START Data for this task

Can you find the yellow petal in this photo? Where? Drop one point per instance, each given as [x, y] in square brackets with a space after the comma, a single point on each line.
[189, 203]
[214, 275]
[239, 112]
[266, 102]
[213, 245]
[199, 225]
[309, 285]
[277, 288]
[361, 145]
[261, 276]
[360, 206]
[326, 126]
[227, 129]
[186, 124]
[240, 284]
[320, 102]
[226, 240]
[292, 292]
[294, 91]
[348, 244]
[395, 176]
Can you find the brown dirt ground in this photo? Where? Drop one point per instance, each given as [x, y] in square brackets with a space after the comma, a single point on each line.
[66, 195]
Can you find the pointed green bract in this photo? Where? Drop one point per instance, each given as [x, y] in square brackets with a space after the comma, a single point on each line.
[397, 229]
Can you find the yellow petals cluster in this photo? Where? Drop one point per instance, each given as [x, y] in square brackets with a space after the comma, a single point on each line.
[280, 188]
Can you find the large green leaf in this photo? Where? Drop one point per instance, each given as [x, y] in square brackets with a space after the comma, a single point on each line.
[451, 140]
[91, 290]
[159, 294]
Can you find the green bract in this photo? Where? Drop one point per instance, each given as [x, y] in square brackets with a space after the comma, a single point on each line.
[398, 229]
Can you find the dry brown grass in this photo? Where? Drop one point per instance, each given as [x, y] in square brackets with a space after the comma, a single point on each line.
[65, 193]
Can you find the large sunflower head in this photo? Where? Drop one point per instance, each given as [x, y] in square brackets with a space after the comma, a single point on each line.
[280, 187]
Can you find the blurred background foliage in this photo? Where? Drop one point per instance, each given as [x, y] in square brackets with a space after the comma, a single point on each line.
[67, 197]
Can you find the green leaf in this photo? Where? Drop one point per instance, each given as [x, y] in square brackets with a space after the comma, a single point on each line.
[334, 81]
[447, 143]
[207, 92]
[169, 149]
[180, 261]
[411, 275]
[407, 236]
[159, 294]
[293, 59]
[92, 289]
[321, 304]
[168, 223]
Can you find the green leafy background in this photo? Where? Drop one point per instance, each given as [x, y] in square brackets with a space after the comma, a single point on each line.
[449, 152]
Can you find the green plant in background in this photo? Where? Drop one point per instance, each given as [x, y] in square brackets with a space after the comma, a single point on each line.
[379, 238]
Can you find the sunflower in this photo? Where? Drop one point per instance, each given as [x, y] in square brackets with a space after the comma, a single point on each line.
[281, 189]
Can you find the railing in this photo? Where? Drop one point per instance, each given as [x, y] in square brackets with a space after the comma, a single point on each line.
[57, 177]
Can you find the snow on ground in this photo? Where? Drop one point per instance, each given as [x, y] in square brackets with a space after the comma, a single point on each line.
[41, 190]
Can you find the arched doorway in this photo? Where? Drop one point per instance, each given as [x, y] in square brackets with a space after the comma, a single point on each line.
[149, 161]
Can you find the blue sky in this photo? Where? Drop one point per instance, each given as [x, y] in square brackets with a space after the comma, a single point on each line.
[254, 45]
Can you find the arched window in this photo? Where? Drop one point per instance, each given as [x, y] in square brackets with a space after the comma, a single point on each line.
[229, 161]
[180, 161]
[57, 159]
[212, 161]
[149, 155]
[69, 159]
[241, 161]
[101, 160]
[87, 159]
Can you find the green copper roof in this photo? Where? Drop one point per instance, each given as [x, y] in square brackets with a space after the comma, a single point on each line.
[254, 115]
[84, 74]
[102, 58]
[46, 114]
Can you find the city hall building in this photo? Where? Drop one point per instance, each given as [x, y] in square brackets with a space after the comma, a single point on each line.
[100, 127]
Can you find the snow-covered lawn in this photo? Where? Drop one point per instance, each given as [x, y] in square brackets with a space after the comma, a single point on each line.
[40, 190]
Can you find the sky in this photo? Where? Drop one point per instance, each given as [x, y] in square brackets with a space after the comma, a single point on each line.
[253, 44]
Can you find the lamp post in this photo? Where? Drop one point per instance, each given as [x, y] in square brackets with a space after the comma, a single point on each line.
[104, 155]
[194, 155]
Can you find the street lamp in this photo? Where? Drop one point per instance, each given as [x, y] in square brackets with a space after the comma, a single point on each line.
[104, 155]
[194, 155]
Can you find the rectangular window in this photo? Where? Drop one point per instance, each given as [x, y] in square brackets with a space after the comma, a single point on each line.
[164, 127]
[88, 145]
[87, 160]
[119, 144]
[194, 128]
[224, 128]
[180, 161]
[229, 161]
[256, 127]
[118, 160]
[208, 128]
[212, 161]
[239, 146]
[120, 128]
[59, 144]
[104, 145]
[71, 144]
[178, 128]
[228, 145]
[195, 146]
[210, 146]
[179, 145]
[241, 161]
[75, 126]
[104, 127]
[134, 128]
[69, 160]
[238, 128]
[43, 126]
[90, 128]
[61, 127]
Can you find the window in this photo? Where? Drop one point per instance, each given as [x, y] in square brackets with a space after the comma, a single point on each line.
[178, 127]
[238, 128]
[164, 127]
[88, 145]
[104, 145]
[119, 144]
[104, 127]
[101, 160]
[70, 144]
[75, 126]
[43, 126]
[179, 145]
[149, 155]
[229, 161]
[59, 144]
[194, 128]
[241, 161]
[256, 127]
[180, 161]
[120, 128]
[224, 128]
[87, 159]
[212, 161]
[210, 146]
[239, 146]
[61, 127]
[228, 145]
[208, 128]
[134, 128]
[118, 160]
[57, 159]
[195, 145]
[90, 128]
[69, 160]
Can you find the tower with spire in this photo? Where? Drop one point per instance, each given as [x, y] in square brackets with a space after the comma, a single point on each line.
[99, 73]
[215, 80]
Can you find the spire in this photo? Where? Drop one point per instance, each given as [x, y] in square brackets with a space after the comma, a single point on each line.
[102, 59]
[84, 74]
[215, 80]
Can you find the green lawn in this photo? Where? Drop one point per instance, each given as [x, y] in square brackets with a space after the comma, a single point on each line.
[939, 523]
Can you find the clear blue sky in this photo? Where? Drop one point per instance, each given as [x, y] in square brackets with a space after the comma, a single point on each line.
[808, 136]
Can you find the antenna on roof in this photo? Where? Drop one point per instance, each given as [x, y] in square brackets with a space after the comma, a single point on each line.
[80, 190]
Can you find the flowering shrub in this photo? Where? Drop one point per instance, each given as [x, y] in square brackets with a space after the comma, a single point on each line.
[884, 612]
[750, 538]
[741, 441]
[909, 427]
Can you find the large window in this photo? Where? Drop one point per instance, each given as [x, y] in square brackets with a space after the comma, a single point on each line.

END Data for this task

> [Required work] For the records above, restate every line word for word.

> [Result]
Can you find the yellow petal in this photo? Where? Drop one point per instance, each given as [x, y] in square brackets with a space after the comma, a single point on each line.
[189, 203]
[214, 275]
[239, 112]
[266, 102]
[213, 245]
[199, 225]
[309, 285]
[277, 288]
[361, 145]
[261, 276]
[360, 206]
[326, 126]
[227, 129]
[186, 124]
[240, 284]
[320, 102]
[226, 240]
[292, 292]
[294, 91]
[348, 244]
[395, 176]
Can you find the brown dirt ground in this photo? Where? Drop one point per instance, each given as [x, y] in square brackets with a space after the comma, a single point on each line.
[66, 195]
Can you find the pointed green bract in this photo? Where? Drop one point per instance, each given as [x, y] in square brackets with a space after the comma, a single point on each line.
[397, 229]
Can you find the yellow petals cluster in this photo? Where? Drop one point per instance, each given as [x, y] in square brackets with a space after the comma, a single point on each line.
[280, 188]
Can you find the large green leaf in this photo? Where? Drop one point per instance, each given as [x, y] in square brackets with a space after the comma, a single point on each line.
[451, 140]
[91, 290]
[159, 294]
Can you find the green bract in this photo? Where? Drop one point per instance, each given as [x, y] in square brackets with a space after the comma, a single point on each line.
[398, 229]
Can you find the dry brown grass in this photo? Where? Drop one point per instance, each given as [x, y] in square brackets with a space after the comma, a single point on each line.
[65, 193]
Can you find the large sunflower head in this photo? Where? Drop one point per instance, each given as [x, y] in square brackets with a space after the comma, a single point on each line.
[280, 187]
Can you find the blurred background foliage in this photo? Where? Drop one point per instance, each given as [x, y] in square brackets with a space after the comma, a single point on each line.
[67, 197]
Can you find the green leaf in this photo? Where? Drop one point per instance, each given as [x, y] in square brackets with a space after the comma, a single point on each line.
[334, 81]
[447, 143]
[207, 92]
[169, 149]
[180, 261]
[411, 275]
[407, 236]
[159, 294]
[293, 59]
[92, 289]
[321, 304]
[168, 223]
Can you find the green leafy background in this photo? Where? Drop one point per instance, each given as [x, y] in square brackets with a space after the comma, a single point on each line.
[449, 152]
Can you find the green plant in background in this photo? Where? Drop one point per instance, each given as [x, y] in square brackets with a space after the comma, a single point on each line.
[379, 238]
Can you find the sunflower in this photo? Where? Drop one point per instance, each given as [x, y] in square brackets with a space after the comma, a single point on each line.
[281, 189]
Can you find the railing in this photo? Where? Drop one point per instance, each given as [x, y] in square brackets with a space after the comma, a single point on each line.
[57, 177]
Can you find the snow on ground in this photo? Where? Drop one point per instance, each given as [x, y] in square brackets with a space after the comma, a single point on each line.
[41, 190]
Can you find the arched doorway in this photo? Where? Drop one point per instance, each given as [x, y] in square brackets with a space after the comma, a single point on each line.
[149, 161]
Can you find the blue sky in this photo? Where? Drop one point per instance, each given as [x, y] in square brackets with a space after the comma, a single point on each line.
[254, 45]
Can you find the arched window in this photo? Where? Drop one point per instance, each given as [x, y] in square brackets with a space after the comma, a single point on each line.
[229, 161]
[180, 161]
[57, 159]
[212, 161]
[149, 155]
[69, 159]
[241, 161]
[101, 160]
[87, 159]
Can you find the green copper roof in this photo? Where? Drop one point per instance, each given as [x, y] in square brackets with a space after the comma, a single point on each line.
[254, 115]
[84, 74]
[102, 58]
[46, 114]
Can you find the city hall building in this photo? Where? Drop one point per instance, each given as [x, y] in square brackets with a space after the comma, a single point on each line.
[100, 127]
Can you find the snow-covered lawn in this photo? Where? Drop one point per instance, each given as [x, y] in square brackets with a space after the comma, a single point on each line.
[40, 190]
Can you find the sky in this photo? Where? Drop one point per instance, each given as [x, y] in square brackets with a space after the comma, a single point on each line.
[253, 44]
Can you find the lamp post in this photo? Where? Drop one point per instance, each given as [x, y] in square brackets with a space after the comma, a single point on each line.
[104, 155]
[194, 155]
Can you find the street lamp in this photo? Where? Drop one point per instance, each given as [x, y] in square brackets with a space after the comma, a single point on each line.
[104, 155]
[194, 155]
Can you find the rectangular window in this photo? Where? Drop one point per instance, each given as [x, y] in square brackets with a space after the comma, a single point on each line.
[164, 127]
[88, 145]
[87, 160]
[119, 144]
[194, 128]
[224, 128]
[180, 161]
[229, 161]
[256, 127]
[118, 160]
[208, 128]
[212, 161]
[239, 146]
[120, 128]
[59, 144]
[104, 145]
[71, 144]
[178, 128]
[228, 145]
[195, 146]
[210, 146]
[179, 145]
[241, 161]
[75, 126]
[104, 127]
[134, 128]
[69, 160]
[238, 128]
[43, 126]
[90, 128]
[61, 127]
Can you find the window in this photo? Where? Drop one point per instance, each given as [x, y] in square brackets with a space after the comma, a single point on each line.
[178, 127]
[238, 128]
[164, 127]
[88, 145]
[104, 145]
[119, 144]
[104, 127]
[101, 160]
[70, 144]
[75, 126]
[43, 126]
[179, 145]
[149, 155]
[229, 161]
[59, 144]
[194, 128]
[241, 161]
[256, 127]
[180, 161]
[120, 128]
[224, 128]
[87, 159]
[212, 161]
[210, 146]
[239, 146]
[61, 127]
[228, 145]
[208, 128]
[134, 128]
[118, 160]
[57, 159]
[195, 145]
[90, 128]
[69, 160]
Can you find the tower with spire in this photo? Where? Drop one point per instance, each given as [x, y] in square brackets with a space after the comma, a single point on each line.
[99, 73]
[215, 80]
Can you find the spire in this photo? Where? Drop one point per instance, each given as [x, y] in square brackets with a space after the comma, a single point on each line.
[102, 59]
[84, 74]
[215, 80]
Can you find the green lawn in this photo? Where? Drop one point per instance, each given as [x, y] in square brackets with a space after the comma, a single point on each line.
[939, 523]
Can you find the clear blue sky in this photo? Where? Drop one point per instance, each given as [x, y] in square brackets with a space after the comma, a single point on each line.
[808, 136]
Can you find the antenna on roof in this photo? Where? Drop one point per instance, each given as [x, y] in square brackets with a space after the comma, a single point on each line.
[80, 190]
Can you find the flowering shrub in this photo? Where? Drop one point per instance, each given as [x, y] in square brackets with a space after the comma, a single point on each line.
[884, 612]
[750, 538]
[741, 441]
[909, 427]
Can you find the large window in this photo? Where? Drop one point per instance, each given as [x, y] in square brackets with a space after the comma, a single point on each line.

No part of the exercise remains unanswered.